* **GIVEN INSTRUCTION**:
Could you copy out the entries below word for word, leaving out the pictures?

* **DATA RECORDS**:
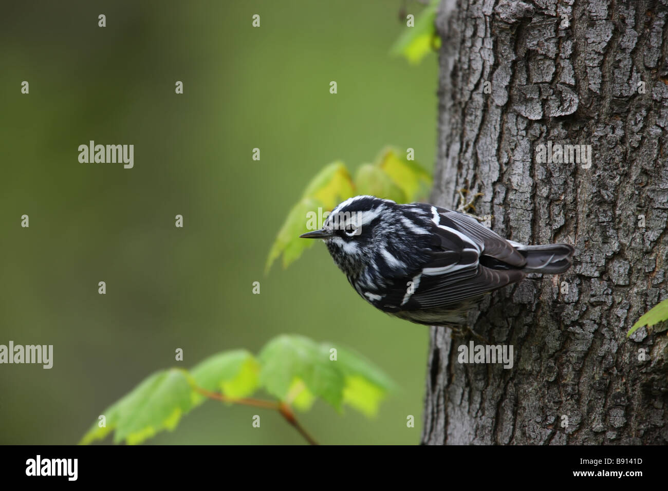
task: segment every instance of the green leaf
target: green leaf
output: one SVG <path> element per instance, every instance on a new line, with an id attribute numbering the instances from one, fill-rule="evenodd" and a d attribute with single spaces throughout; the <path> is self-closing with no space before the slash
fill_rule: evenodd
<path id="1" fill-rule="evenodd" d="M 279 336 L 265 345 L 258 357 L 262 363 L 261 383 L 272 395 L 285 400 L 295 381 L 301 380 L 311 394 L 341 410 L 344 375 L 329 360 L 329 352 L 311 339 Z"/>
<path id="2" fill-rule="evenodd" d="M 348 170 L 343 162 L 335 162 L 311 179 L 302 198 L 313 198 L 322 203 L 325 210 L 331 211 L 352 196 L 353 183 Z"/>
<path id="3" fill-rule="evenodd" d="M 643 326 L 646 325 L 648 327 L 651 327 L 655 324 L 658 324 L 667 319 L 668 319 L 668 299 L 655 305 L 651 310 L 639 319 L 638 321 L 627 333 L 627 337 Z"/>
<path id="4" fill-rule="evenodd" d="M 87 444 L 115 430 L 114 443 L 140 444 L 163 430 L 173 430 L 193 406 L 192 381 L 184 370 L 171 369 L 153 373 L 129 394 L 102 414 L 106 428 L 98 423 L 84 436 Z"/>
<path id="5" fill-rule="evenodd" d="M 316 240 L 299 238 L 299 236 L 309 230 L 307 224 L 317 224 L 319 220 L 313 220 L 313 217 L 319 218 L 319 208 L 322 208 L 321 213 L 331 211 L 353 193 L 350 175 L 342 162 L 330 164 L 318 172 L 306 186 L 302 198 L 293 207 L 279 230 L 267 258 L 265 274 L 281 254 L 283 267 L 287 267 L 301 256 L 305 249 L 315 243 Z M 311 219 L 309 218 L 309 213 L 314 214 L 311 215 Z"/>
<path id="6" fill-rule="evenodd" d="M 363 377 L 355 375 L 345 377 L 343 402 L 367 418 L 377 414 L 381 401 L 385 396 L 385 391 Z"/>
<path id="7" fill-rule="evenodd" d="M 318 208 L 324 208 L 323 204 L 313 198 L 303 198 L 288 214 L 267 258 L 265 272 L 268 273 L 271 265 L 283 255 L 283 267 L 297 259 L 301 253 L 315 243 L 315 240 L 299 238 L 299 236 L 308 231 L 307 223 L 309 213 L 318 214 Z"/>
<path id="8" fill-rule="evenodd" d="M 333 347 L 336 360 L 330 359 Z M 276 337 L 259 358 L 260 379 L 267 391 L 301 410 L 309 409 L 319 397 L 338 411 L 345 403 L 372 416 L 395 388 L 380 369 L 353 350 L 331 343 L 319 345 L 303 336 Z"/>
<path id="9" fill-rule="evenodd" d="M 367 416 L 375 416 L 388 393 L 397 389 L 391 379 L 376 365 L 349 348 L 323 343 L 337 349 L 337 363 L 345 375 L 343 402 Z"/>
<path id="10" fill-rule="evenodd" d="M 432 51 L 434 39 L 437 39 L 434 47 L 439 47 L 440 38 L 436 35 L 435 25 L 438 7 L 438 0 L 432 0 L 417 16 L 414 27 L 405 26 L 405 31 L 392 46 L 390 53 L 403 56 L 409 63 L 414 65 Z"/>
<path id="11" fill-rule="evenodd" d="M 432 176 L 413 160 L 408 160 L 395 149 L 385 150 L 378 166 L 401 188 L 406 196 L 405 202 L 413 202 L 427 198 L 432 187 Z"/>
<path id="12" fill-rule="evenodd" d="M 360 166 L 355 174 L 355 186 L 360 194 L 383 198 L 403 203 L 406 195 L 383 169 L 371 164 Z"/>
<path id="13" fill-rule="evenodd" d="M 259 386 L 260 363 L 245 349 L 224 351 L 198 363 L 190 369 L 190 375 L 198 387 L 240 399 Z M 205 399 L 203 395 L 196 395 L 197 403 Z"/>

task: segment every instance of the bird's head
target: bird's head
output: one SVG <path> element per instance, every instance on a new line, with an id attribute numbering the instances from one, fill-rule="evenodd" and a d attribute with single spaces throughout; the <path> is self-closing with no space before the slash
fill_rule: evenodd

* **WORKED ANSWER**:
task: segment every instance of the green leaf
target: green leaf
output: one SVG <path> element per instance, every instance on a new line, with an id attribute numbering the instances from one, fill-rule="evenodd" and a d attribute with single spaces throughout; the <path> is self-closing with no space before the slash
fill_rule: evenodd
<path id="1" fill-rule="evenodd" d="M 279 336 L 265 345 L 258 357 L 262 363 L 261 383 L 272 395 L 285 400 L 295 381 L 301 380 L 311 394 L 341 410 L 344 375 L 329 360 L 329 352 L 311 339 Z"/>
<path id="2" fill-rule="evenodd" d="M 348 170 L 343 162 L 335 162 L 311 179 L 302 198 L 313 198 L 322 203 L 325 210 L 331 211 L 352 196 L 353 183 Z"/>
<path id="3" fill-rule="evenodd" d="M 643 326 L 646 325 L 648 327 L 651 327 L 655 324 L 658 324 L 667 319 L 668 319 L 668 299 L 655 305 L 651 310 L 639 319 L 638 321 L 627 333 L 627 337 Z"/>
<path id="4" fill-rule="evenodd" d="M 87 444 L 115 430 L 114 443 L 140 444 L 163 430 L 173 430 L 193 406 L 192 381 L 184 370 L 171 369 L 153 373 L 129 394 L 102 414 L 106 428 L 98 423 L 84 436 Z"/>
<path id="5" fill-rule="evenodd" d="M 316 240 L 299 238 L 299 236 L 309 230 L 307 224 L 317 224 L 319 220 L 313 220 L 313 217 L 319 218 L 319 208 L 322 208 L 321 213 L 331 211 L 353 193 L 350 175 L 342 162 L 330 164 L 318 172 L 306 186 L 302 198 L 293 207 L 279 230 L 267 258 L 265 274 L 281 254 L 283 267 L 287 267 L 301 256 L 305 249 L 315 243 Z M 311 219 L 309 218 L 309 213 L 314 214 L 311 215 Z"/>
<path id="6" fill-rule="evenodd" d="M 363 377 L 355 375 L 345 377 L 343 402 L 367 418 L 377 414 L 381 401 L 385 396 L 385 391 Z"/>
<path id="7" fill-rule="evenodd" d="M 318 208 L 324 208 L 323 204 L 313 198 L 303 198 L 288 214 L 267 258 L 265 272 L 268 273 L 271 265 L 283 255 L 283 267 L 297 259 L 301 253 L 315 243 L 315 240 L 299 238 L 299 236 L 308 231 L 307 223 L 309 213 L 318 214 Z"/>
<path id="8" fill-rule="evenodd" d="M 333 347 L 336 360 L 330 359 Z M 276 337 L 259 358 L 260 379 L 267 391 L 301 410 L 309 409 L 319 397 L 338 411 L 345 403 L 372 416 L 395 388 L 380 369 L 353 350 L 331 343 L 319 345 L 303 336 Z"/>
<path id="9" fill-rule="evenodd" d="M 367 416 L 375 416 L 388 393 L 397 389 L 391 379 L 376 365 L 349 348 L 323 343 L 337 349 L 337 363 L 345 375 L 343 402 Z"/>
<path id="10" fill-rule="evenodd" d="M 432 51 L 434 39 L 437 39 L 434 47 L 439 47 L 440 38 L 436 35 L 435 25 L 438 7 L 438 0 L 432 0 L 417 16 L 414 27 L 405 26 L 405 31 L 392 46 L 390 53 L 403 56 L 409 63 L 414 65 Z"/>
<path id="11" fill-rule="evenodd" d="M 432 176 L 413 160 L 408 160 L 395 149 L 385 150 L 378 166 L 401 188 L 406 196 L 405 202 L 413 202 L 427 198 L 432 187 Z"/>
<path id="12" fill-rule="evenodd" d="M 360 166 L 355 174 L 355 186 L 360 194 L 383 198 L 403 203 L 406 195 L 383 169 L 371 164 Z"/>
<path id="13" fill-rule="evenodd" d="M 259 386 L 260 363 L 245 349 L 224 351 L 198 363 L 190 369 L 190 375 L 198 387 L 240 399 Z M 205 399 L 203 395 L 196 395 L 197 403 Z"/>

task: segment every instance of the bird's head
target: bird's head
output: one SVG <path> element per instance, every instance on a new line, with an id attribute numbering the instances from one, fill-rule="evenodd" and a d attribute with single spaces throughout; the <path> is self-closing with no space before the slash
fill_rule: evenodd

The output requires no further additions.